[WHAT TO DO]: In the listing below, find each line containing "white" and report it.

▼

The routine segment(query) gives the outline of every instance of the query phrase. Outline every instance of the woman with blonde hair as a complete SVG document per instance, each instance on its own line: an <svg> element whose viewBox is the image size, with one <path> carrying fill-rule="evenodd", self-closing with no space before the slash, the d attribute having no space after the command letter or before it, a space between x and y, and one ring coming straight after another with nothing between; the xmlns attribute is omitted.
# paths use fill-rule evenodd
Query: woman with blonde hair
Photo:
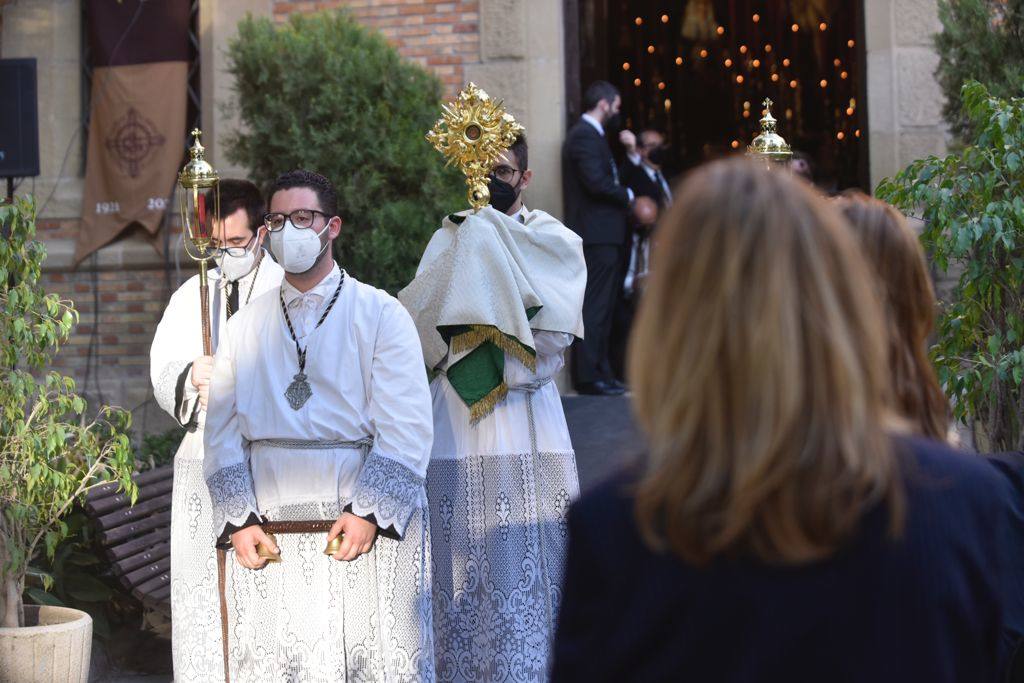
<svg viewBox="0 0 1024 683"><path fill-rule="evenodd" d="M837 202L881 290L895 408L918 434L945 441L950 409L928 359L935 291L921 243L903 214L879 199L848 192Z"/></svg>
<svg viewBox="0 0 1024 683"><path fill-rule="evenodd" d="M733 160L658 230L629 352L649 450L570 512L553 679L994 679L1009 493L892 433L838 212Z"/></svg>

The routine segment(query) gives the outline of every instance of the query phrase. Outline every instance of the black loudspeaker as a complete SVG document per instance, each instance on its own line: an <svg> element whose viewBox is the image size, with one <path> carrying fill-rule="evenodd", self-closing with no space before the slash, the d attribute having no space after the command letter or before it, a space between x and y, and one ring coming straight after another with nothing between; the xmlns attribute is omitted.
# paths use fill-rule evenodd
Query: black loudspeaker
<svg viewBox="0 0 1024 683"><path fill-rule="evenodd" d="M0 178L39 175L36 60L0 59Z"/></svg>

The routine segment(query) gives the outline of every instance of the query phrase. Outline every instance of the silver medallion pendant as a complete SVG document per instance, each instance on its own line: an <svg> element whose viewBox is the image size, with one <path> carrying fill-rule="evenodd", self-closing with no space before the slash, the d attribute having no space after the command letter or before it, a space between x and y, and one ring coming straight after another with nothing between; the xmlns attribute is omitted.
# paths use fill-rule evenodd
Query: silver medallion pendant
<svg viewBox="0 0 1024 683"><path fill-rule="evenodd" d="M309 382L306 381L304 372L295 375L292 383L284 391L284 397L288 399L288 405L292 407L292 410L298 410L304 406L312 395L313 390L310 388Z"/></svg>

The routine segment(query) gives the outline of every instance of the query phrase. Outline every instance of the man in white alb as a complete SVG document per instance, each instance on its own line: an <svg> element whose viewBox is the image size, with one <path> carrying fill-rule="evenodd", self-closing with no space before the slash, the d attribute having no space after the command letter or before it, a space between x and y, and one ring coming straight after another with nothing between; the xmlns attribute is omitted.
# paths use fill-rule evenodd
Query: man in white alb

▲

[ANSWER BOX]:
The routine segment(query) gives the outline of every instance of the query phrase. Outline every instance of the man in white alb as a complete SVG document per instance, each instance on its own line: an <svg> element whose viewBox is the image size, with one <path> carrying fill-rule="evenodd", self-closing with no space before the slash, the d attribute having no space after the command letter or before it, a space between x and y, and one ring coming straight after another with nothing between; the xmlns attribute is omitted.
Query: man in white alb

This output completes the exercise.